● **What the exercise asks**: Format the lines from the one containing "Thank you for the photo. Could you indicate the book" through the one containing "<point>590,154</point>", inclusive, as a Markdown table with columns headed No. and Line, numbering each line and omitting any blank lines.

───── Provided records ─────

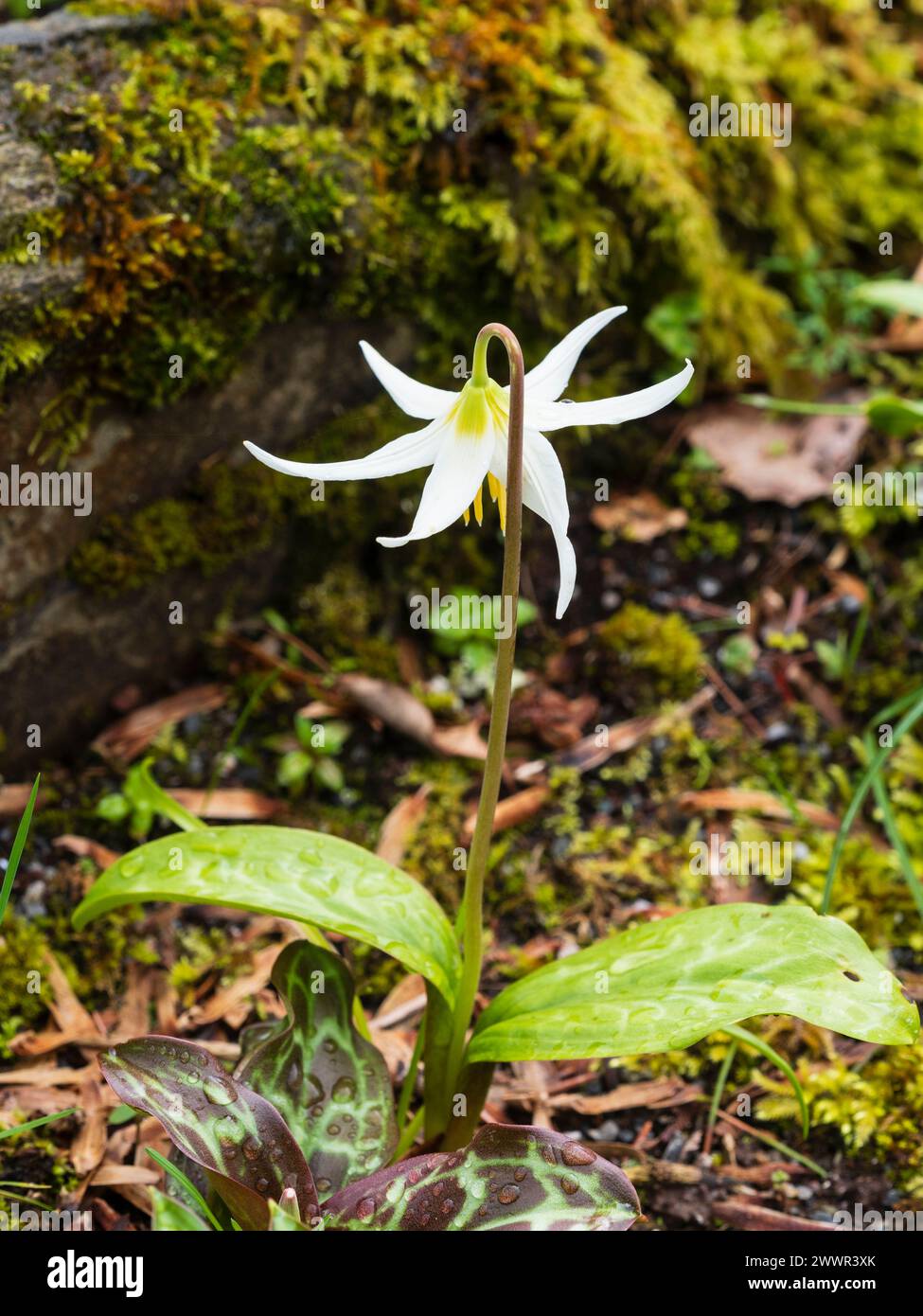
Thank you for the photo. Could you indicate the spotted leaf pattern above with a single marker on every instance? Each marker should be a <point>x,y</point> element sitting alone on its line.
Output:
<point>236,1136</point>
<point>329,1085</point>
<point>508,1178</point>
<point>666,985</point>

─────
───── Provided records ─────

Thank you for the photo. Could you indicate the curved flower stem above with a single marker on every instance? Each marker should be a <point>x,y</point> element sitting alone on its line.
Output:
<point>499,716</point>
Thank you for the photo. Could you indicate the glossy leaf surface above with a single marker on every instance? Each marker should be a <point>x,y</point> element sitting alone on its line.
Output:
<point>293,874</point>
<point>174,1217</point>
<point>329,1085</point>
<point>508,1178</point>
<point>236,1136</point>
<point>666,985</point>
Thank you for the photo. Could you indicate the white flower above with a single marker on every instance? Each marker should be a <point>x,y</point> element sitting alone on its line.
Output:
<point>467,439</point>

─────
───── Provided records ─────

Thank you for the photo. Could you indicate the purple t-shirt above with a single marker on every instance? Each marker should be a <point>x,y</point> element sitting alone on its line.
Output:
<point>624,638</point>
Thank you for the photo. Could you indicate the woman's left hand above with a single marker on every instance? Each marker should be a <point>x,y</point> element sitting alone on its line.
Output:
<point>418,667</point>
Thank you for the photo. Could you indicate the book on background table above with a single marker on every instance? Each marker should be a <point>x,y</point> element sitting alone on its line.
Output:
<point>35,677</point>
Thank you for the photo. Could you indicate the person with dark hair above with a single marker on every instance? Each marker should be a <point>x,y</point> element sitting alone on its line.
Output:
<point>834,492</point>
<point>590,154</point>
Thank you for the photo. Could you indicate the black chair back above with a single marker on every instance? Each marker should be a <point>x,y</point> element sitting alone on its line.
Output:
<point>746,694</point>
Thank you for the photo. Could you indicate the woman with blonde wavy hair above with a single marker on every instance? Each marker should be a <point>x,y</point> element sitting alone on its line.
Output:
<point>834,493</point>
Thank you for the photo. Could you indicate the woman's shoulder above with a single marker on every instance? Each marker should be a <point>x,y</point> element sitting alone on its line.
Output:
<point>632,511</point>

─────

● **Expected answer**:
| No. | Line |
|---|---|
| 1 | Thank you for the photo. Could you indicate the book on background table above with a single marker on every instance? Each marker should be a <point>x,y</point> element sitting alone on its line. |
| 2 | Output: |
| 3 | <point>35,677</point> |
| 4 | Thank you for the photo. Could you indicate the person with dark hair above with a single marker on every instance? Each marker should be a <point>x,y</point> element sitting alone on its line. |
| 5 | Output: |
| 6 | <point>834,492</point> |
| 7 | <point>590,154</point> |